• Instructions for the task: Write out all the rows again, swapping "marker" for "point" wherever it shows up and changing nothing else. Leave the pictures out.

(Point annotation dataset records)

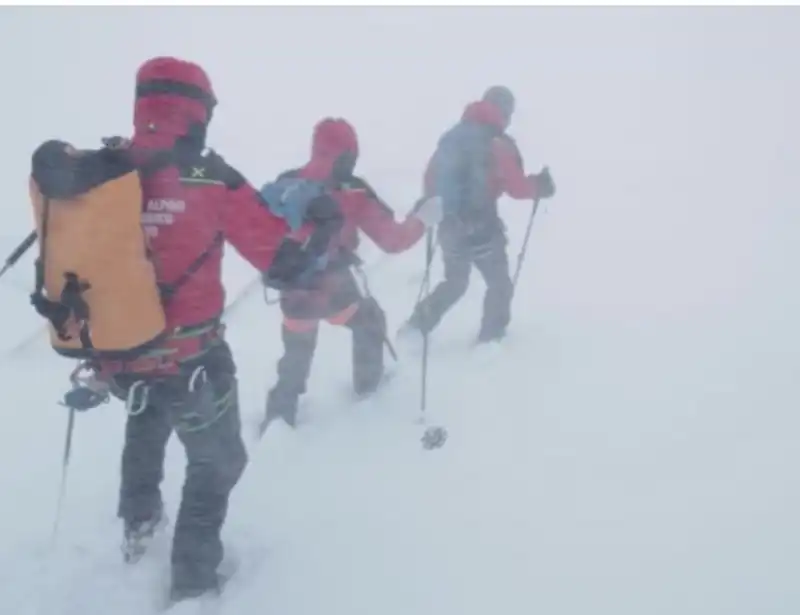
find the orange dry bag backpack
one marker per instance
(94, 281)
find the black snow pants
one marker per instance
(340, 302)
(204, 413)
(486, 250)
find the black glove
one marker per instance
(290, 268)
(545, 186)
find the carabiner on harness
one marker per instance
(137, 399)
(87, 392)
(198, 378)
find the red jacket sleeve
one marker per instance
(377, 220)
(253, 230)
(510, 172)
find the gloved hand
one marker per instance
(545, 186)
(429, 211)
(116, 142)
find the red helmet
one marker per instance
(173, 96)
(334, 146)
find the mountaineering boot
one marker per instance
(490, 335)
(138, 535)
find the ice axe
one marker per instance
(18, 252)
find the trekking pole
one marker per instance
(18, 252)
(524, 249)
(434, 437)
(64, 466)
(87, 392)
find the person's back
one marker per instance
(332, 293)
(194, 201)
(476, 163)
(192, 204)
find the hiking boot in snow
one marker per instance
(139, 535)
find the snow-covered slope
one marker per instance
(631, 448)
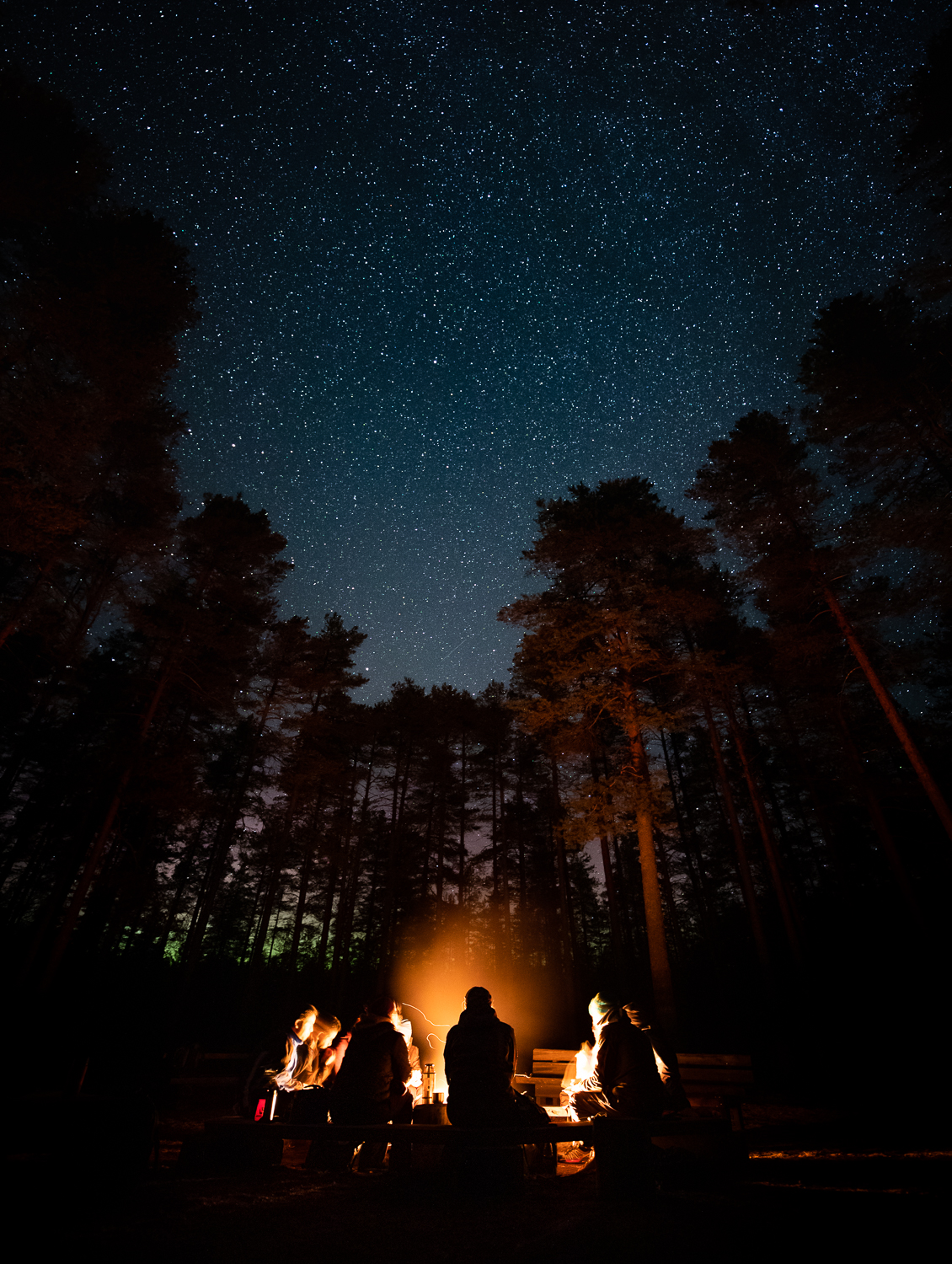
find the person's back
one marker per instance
(481, 1061)
(371, 1085)
(374, 1059)
(628, 1071)
(625, 1079)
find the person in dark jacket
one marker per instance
(666, 1058)
(371, 1086)
(481, 1061)
(625, 1082)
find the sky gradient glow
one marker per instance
(452, 258)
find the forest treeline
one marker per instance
(724, 753)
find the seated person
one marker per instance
(371, 1086)
(316, 1072)
(287, 1062)
(625, 1082)
(666, 1058)
(481, 1061)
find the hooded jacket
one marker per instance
(481, 1054)
(376, 1066)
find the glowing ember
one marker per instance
(585, 1062)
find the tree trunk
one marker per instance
(889, 707)
(767, 834)
(747, 892)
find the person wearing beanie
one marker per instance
(625, 1082)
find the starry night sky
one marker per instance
(452, 258)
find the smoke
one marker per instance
(435, 970)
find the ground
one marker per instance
(817, 1185)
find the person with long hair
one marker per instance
(290, 1061)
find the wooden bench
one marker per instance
(711, 1079)
(479, 1160)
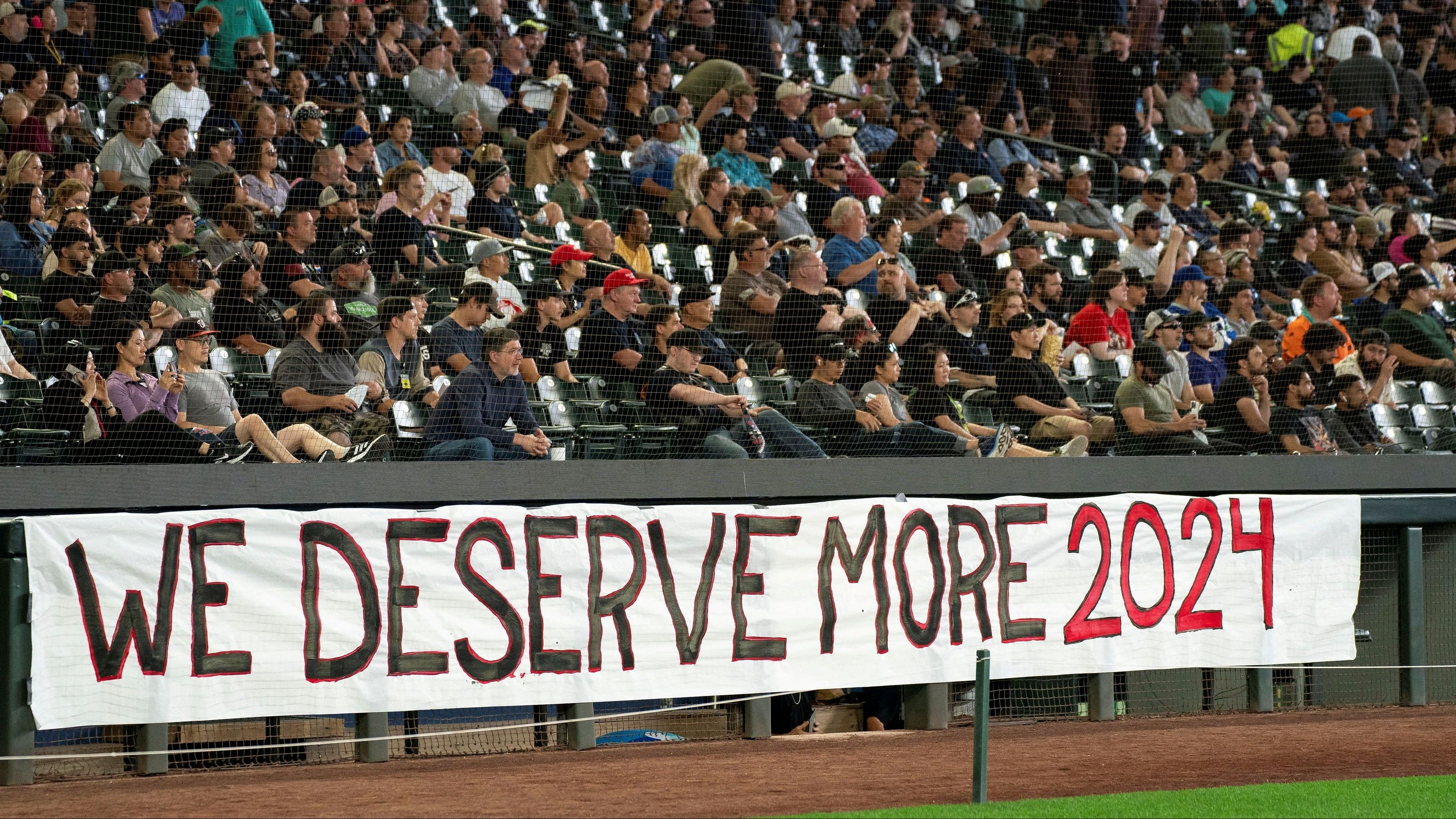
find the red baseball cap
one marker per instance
(568, 254)
(619, 278)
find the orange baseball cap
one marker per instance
(568, 254)
(619, 278)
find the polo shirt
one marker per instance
(841, 252)
(603, 335)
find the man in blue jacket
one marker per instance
(469, 421)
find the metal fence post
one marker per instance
(928, 706)
(582, 735)
(982, 740)
(152, 737)
(758, 718)
(17, 722)
(1261, 690)
(369, 726)
(1101, 697)
(1411, 611)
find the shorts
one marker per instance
(1055, 427)
(357, 428)
(225, 438)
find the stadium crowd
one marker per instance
(360, 230)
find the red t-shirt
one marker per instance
(1092, 325)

• Exercise response:
find the orange dry bag backpack
one point per instance
(94, 281)
find the black snow pants
one point per instance
(340, 302)
(204, 413)
(486, 250)
find the black glove
one point per instance
(290, 268)
(545, 186)
find the carabiner on harness
one point per instance
(137, 399)
(87, 392)
(198, 378)
find the red jacket sleeve
one point per instance
(377, 220)
(253, 230)
(510, 172)
find the gloved hand
one point per instance
(545, 186)
(429, 211)
(116, 142)
find the red helmet
one point per instance
(173, 96)
(334, 146)
find the mountaineering boot
one point per instance
(490, 335)
(138, 535)
find the ice axe
one point per instance
(18, 252)
find the trekking pole
one point per instance
(18, 252)
(524, 249)
(434, 437)
(64, 466)
(87, 392)
find the person's back
one point per instance
(332, 293)
(194, 201)
(476, 163)
(192, 204)
find the hiking boot in snow
one point per instance
(139, 535)
find the snow-covered slope
one point per instance
(631, 448)
find the person's back
one point per instance
(481, 1061)
(371, 1085)
(374, 1059)
(628, 1071)
(625, 1079)
find the person in dark jacket
one point per instance
(666, 1058)
(371, 1086)
(481, 1061)
(625, 1082)
find the sky gradient glow
one point per instance
(452, 258)
find the forest treeline
one point per instance
(724, 753)
find the seated person
one point per instance
(371, 1086)
(316, 1072)
(287, 1062)
(625, 1082)
(666, 1058)
(481, 1061)
find the hooded jacket
one point per instance
(481, 1054)
(376, 1066)
find the glowing ember
one point per instance
(585, 1062)
find the tree trunk
one point per instance
(889, 707)
(767, 834)
(747, 892)
find the person wearing beanie
one point per instance
(625, 1082)
find the starry night sky
one point per instance
(452, 258)
find the smoke
one point per instance
(435, 970)
find the ground
one point per instance
(817, 1185)
find the person with long hair
one point per instance
(290, 1061)
find the wooden bench
one point per instance
(711, 1079)
(479, 1160)
find the red baseball cap
one point per instance
(568, 254)
(619, 278)
find the orange baseball cap
one point per instance
(568, 254)
(619, 278)
find the polo shirt
one point per instance
(841, 252)
(603, 335)
find the man in blue jacket
one point per instance
(469, 421)
find the metal fence post
one point per instance
(928, 706)
(582, 735)
(982, 740)
(152, 737)
(758, 718)
(17, 722)
(1261, 690)
(369, 726)
(1101, 697)
(1411, 611)
find the shorts
one point per instance
(1055, 427)
(357, 428)
(225, 438)
find the stadium crowd
one point per instance
(360, 230)
find the red t-shirt
one point per instance
(1092, 325)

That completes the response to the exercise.